• Documento fuente:
::::::::

La naturaleza es sabia, pero tiene sus leyes. Nada se repite de la misma forma. Como las estaciones, las cosas vuelven, aunque con otros ropajes. La habilidad nuestra consiste en reconocerlas. Lo que antes duraba dos meses hoy puede durar unas horas o unos minutos. Eso fue lo que aprendí esta semana cuando, una noche, puse una silla en medio del jardín y miré hacia arriba.


Es algo que hago en los veranos, cada tanto, en noches cálidas y despejadas. Algo que, también, por más sencillo que parezca, cada año resulta más difícil de hacer. En concreto, se interponen costumbres familiares más gregarias y sobre todo la televisión en sus dos vertientes: la de la actualidad, con los programas políticos en un país que no da tregua, y la de la necesaria evasión, con las series o las películas.

::::::::

• Tarea requerida 1: Enumera cada línea de los registros que contenga la cadena "collar".

• Material mostrado:
::::::::

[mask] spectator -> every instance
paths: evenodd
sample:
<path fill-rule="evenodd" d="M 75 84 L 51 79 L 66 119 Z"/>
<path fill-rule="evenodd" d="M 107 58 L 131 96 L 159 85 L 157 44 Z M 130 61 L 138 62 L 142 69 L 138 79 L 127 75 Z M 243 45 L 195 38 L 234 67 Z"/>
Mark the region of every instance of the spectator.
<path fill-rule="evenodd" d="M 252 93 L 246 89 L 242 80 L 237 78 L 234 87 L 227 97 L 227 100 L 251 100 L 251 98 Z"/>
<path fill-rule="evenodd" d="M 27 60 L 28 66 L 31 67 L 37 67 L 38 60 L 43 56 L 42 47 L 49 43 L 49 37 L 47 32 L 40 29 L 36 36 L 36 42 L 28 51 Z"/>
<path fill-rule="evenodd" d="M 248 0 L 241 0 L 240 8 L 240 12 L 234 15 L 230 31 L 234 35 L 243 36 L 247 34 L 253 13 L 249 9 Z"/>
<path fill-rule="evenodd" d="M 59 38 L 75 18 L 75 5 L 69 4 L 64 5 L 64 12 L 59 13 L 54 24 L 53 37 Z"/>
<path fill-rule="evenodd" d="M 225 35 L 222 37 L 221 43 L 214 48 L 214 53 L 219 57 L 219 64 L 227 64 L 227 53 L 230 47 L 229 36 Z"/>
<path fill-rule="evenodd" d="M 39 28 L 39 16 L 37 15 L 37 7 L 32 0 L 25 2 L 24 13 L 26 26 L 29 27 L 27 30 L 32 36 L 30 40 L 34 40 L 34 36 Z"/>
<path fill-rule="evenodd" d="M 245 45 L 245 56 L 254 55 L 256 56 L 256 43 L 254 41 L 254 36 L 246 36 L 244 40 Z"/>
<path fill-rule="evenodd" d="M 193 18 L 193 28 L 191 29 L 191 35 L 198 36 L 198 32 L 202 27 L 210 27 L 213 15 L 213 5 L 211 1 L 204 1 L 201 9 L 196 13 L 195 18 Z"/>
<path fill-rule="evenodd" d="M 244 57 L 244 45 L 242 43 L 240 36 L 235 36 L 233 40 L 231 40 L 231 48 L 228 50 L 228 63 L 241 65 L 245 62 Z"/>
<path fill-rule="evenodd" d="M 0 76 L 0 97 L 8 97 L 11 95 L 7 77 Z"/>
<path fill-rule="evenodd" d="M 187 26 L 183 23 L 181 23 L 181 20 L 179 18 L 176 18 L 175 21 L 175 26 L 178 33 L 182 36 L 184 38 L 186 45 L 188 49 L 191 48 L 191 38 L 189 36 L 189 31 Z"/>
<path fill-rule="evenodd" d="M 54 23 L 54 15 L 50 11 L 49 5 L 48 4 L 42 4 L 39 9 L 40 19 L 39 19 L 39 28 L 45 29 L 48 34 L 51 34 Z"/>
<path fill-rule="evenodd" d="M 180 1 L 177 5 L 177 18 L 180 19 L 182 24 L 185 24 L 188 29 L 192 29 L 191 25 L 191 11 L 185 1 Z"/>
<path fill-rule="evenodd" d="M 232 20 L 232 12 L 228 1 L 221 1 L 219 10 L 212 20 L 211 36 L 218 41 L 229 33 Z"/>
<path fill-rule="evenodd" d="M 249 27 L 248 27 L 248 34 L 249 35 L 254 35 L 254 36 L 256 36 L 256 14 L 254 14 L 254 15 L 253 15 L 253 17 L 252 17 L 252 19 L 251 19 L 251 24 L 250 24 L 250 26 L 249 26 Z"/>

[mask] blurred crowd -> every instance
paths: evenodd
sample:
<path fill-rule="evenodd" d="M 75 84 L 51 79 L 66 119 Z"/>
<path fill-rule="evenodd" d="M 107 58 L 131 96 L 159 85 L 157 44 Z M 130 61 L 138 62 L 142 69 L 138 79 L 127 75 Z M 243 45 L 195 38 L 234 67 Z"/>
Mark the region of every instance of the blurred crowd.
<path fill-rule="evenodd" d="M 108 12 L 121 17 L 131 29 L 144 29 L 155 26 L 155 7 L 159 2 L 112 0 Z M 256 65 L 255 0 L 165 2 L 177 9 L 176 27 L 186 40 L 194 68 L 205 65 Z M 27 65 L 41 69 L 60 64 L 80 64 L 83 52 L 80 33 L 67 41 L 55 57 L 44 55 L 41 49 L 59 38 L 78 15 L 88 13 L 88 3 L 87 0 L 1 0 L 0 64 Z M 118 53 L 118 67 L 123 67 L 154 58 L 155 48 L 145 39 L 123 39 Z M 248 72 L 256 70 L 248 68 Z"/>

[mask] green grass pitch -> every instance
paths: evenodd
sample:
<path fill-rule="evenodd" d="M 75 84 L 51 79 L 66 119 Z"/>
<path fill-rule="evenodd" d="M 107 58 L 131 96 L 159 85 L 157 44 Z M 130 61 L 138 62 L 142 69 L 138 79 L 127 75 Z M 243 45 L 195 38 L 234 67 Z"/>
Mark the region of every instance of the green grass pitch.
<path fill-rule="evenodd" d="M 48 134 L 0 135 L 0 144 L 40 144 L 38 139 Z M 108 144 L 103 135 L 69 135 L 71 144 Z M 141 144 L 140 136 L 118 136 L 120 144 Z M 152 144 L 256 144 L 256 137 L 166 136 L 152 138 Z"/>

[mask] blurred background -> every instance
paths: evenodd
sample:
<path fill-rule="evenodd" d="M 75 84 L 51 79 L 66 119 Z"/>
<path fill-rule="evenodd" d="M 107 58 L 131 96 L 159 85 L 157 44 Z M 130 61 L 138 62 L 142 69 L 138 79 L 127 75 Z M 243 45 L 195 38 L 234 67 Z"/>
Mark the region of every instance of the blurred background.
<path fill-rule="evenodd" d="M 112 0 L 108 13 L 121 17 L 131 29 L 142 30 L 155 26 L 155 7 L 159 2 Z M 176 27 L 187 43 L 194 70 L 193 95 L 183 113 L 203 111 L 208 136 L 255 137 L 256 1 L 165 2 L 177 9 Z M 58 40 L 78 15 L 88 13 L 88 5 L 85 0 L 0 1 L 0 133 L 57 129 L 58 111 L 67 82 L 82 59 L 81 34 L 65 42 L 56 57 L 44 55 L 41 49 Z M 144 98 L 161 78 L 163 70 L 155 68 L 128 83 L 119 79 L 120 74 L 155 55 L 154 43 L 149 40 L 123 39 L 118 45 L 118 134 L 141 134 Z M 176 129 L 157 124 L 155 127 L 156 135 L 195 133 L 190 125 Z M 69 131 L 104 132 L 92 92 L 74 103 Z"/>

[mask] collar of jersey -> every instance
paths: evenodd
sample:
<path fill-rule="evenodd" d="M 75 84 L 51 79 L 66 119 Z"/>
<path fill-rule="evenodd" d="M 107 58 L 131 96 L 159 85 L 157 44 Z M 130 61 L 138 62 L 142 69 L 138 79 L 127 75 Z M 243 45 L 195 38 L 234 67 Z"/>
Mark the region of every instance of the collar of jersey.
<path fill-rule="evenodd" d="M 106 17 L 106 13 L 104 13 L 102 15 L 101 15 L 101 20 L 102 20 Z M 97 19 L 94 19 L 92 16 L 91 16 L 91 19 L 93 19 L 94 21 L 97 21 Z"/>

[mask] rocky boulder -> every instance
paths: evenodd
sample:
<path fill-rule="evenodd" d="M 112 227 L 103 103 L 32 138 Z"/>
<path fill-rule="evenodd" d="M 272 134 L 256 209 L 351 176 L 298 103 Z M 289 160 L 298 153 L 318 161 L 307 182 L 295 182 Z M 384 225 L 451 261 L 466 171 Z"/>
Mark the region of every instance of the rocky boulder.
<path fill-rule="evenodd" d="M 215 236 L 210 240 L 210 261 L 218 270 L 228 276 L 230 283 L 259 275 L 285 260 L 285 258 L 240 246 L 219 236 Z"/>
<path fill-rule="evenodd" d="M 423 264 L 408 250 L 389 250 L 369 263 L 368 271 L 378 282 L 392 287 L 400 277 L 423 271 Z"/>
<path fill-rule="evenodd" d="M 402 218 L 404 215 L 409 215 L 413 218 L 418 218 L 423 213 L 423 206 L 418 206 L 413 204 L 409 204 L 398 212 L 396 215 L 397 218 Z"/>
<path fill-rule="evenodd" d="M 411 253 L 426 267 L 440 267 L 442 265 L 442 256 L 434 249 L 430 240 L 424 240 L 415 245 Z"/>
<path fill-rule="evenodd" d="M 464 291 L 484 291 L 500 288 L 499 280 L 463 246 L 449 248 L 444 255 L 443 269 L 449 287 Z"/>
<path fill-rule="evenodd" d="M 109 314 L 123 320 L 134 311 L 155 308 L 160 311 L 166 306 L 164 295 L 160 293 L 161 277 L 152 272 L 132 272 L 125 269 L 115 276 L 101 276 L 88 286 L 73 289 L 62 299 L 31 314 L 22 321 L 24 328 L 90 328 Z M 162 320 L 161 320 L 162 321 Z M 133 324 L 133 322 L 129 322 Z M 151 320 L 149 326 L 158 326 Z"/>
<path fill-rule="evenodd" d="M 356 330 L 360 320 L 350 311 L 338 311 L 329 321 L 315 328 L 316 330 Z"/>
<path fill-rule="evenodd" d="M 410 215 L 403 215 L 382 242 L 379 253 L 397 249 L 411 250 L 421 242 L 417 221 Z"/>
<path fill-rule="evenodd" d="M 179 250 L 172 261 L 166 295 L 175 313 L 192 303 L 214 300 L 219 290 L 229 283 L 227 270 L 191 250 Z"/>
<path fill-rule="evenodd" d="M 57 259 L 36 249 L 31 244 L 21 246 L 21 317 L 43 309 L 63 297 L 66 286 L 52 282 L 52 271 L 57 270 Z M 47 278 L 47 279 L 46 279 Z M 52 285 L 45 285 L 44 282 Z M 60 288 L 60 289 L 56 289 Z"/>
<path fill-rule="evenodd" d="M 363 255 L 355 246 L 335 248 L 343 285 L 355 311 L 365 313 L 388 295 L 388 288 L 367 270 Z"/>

::::::::

• Tarea requerida 2: Por favor, prolonga el texto sobre mirar el cielo nocturno desde el jardín a partir de su última frase.

• Resultado del ejercicio 1:
[mask] collar of jersey -> every instance
Mark the region of every instance of the collar of jersey.

• Resultado del ejercicio 2:
Sacar en la noche cálida una silla al jardín. Un acto inofensivo al que yo le he dado cierta connotación ritual y al que, con ingenuidad, le atribuyo propiedades higiénicas y sanadoras. Un acto que sucede sin que yo lo busque, cuando me siento cansado o saturado y necesito vaciar la mente de palabras y opiniones ajenas, de aquello que nos reclama a través de las pantallas e incluso de lo que nos ocupó en el día. Nada mejor para eso que depositar los ojos en la oscuridad y en esos cuerpos luminosos que nos miran desde siempre a años luz de distancia. No hay que llevar nada, por supuesto: ni un libro, ni música, y mucho menos el celular.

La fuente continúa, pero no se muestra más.